-------- Data for the task

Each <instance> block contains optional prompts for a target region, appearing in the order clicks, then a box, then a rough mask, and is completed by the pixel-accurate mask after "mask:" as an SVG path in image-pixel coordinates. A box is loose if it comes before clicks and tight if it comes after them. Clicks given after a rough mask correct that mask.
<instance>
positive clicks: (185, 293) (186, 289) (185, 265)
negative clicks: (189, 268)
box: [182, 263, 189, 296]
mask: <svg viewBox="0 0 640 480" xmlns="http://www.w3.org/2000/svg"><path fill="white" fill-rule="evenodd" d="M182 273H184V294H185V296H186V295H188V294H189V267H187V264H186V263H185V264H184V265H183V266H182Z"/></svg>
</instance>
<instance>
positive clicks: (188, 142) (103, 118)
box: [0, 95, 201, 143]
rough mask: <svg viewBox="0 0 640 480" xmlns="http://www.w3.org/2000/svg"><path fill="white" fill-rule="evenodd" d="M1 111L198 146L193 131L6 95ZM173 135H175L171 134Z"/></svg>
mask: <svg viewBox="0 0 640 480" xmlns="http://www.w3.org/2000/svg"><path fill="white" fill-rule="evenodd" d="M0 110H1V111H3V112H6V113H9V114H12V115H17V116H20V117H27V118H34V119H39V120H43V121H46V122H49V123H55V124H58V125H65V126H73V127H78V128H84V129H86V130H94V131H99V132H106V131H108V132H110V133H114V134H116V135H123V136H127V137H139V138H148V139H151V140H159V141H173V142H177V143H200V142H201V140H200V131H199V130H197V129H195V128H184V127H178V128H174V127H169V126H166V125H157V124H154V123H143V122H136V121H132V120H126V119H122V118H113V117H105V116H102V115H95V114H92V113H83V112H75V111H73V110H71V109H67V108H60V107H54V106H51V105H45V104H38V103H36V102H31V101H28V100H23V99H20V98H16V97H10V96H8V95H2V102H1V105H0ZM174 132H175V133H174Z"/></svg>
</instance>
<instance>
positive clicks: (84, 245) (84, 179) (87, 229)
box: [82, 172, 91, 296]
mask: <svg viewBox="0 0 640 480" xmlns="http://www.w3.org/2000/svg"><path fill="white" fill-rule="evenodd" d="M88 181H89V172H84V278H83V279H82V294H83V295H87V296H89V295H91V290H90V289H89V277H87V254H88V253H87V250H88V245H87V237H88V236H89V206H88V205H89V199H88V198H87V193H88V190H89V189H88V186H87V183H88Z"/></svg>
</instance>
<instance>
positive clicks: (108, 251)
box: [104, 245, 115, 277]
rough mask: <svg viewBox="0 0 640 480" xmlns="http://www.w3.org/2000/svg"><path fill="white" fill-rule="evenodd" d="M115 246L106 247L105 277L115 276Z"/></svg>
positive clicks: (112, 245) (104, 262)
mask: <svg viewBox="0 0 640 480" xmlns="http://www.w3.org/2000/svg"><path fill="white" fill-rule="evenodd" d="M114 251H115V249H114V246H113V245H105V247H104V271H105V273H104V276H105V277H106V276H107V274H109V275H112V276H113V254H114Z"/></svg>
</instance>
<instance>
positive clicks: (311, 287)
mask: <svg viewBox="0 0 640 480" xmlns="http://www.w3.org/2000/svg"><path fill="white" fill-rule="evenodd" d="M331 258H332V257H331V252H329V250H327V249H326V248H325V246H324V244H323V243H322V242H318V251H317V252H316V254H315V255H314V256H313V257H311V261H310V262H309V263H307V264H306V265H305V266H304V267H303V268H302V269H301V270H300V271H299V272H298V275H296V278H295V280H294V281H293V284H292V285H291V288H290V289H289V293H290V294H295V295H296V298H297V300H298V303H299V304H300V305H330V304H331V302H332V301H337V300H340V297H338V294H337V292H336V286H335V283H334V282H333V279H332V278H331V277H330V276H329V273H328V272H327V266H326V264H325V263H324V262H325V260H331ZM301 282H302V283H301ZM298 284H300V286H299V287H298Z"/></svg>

----------------

Exercise instructions: Set down the lines of the records exactly, from the first one through the line containing "box: [0, 95, 201, 143]", and add nothing else.

Exercise solution:
Each <instance> block contains optional prompts for a target region, appearing in the order clicks, then a box, then a rough mask, and is completed by the pixel-accurate mask after "mask:" as an SVG path in image-pixel coordinates. A box is loose if it comes before clicks and tight if it comes after them. Clicks given after a rough mask correct that mask.
<instance>
positive clicks: (185, 293) (186, 289) (185, 265)
negative clicks: (189, 268)
box: [182, 263, 189, 296]
mask: <svg viewBox="0 0 640 480" xmlns="http://www.w3.org/2000/svg"><path fill="white" fill-rule="evenodd" d="M182 273H184V294H185V296H186V295H188V294H189V267H187V264H186V263H185V264H184V265H183V266H182Z"/></svg>
</instance>
<instance>
positive clicks: (188, 142) (103, 118)
box: [0, 95, 201, 143]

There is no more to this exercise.